His beloved, Amy says
I’ve been doing this too. I need a good long healing cry. For me it was my parents spit for the second time in my life as I just turned 40, a failed hysterectomy, a successful hysterectomy 2weeks later, helping my mom move and get back on her feet and through her own medical things including her 3 surgeries, trying to adjust to dads new girlfriend right after mom left, oldest son that launched and started climbing cell towers, covid, move across state, then 3 months later move across town. Son moving across the country after moving to this state as well with work transfer. Missing him(23) but proud too. This is only the past 4 years!
No wonder it’s been harder to adjust. I love this new state. I love where God brought us, I am thankful. But it’s gonna take some time. I need to be more gentle on myself. Heal and then back to the new normal ❤️
For some reason typing my laundry list and actually seeing it was affirming.
Thank you for this today. Needed it.
Kathi Lipp says
I get it – acknowledging all that you’ve been through helps us really recognize that there has been too much, and that it is OK to say that we’re not OK.
Irene says
Kathi, I wish for you a long period now of “compound joy”! Enough already. Lord, fill Kathi’s world with so many happy moments and thoughts that she overflows with them and leaks them onto everyone around her. Just like she spread her comforting words to us today!

:: Entries shown ::
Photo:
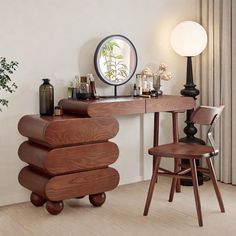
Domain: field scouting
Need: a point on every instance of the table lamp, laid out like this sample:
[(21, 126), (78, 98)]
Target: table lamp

:: Tasks for this exercise ::
a) In the comment thread, how many surgeries did Amy's mom go through?
b) Print the comment thread passage starting at "Thank you for" and ending at "we’re not OK.".

:: Exercise solutions ::
a) Three

b)
Thank you for this today. Needed it.
Kathi Lipp says
I get it – acknowledging all that you’ve been through helps us really recognize that there has been too much, and that it is OK to say that we’re not OK.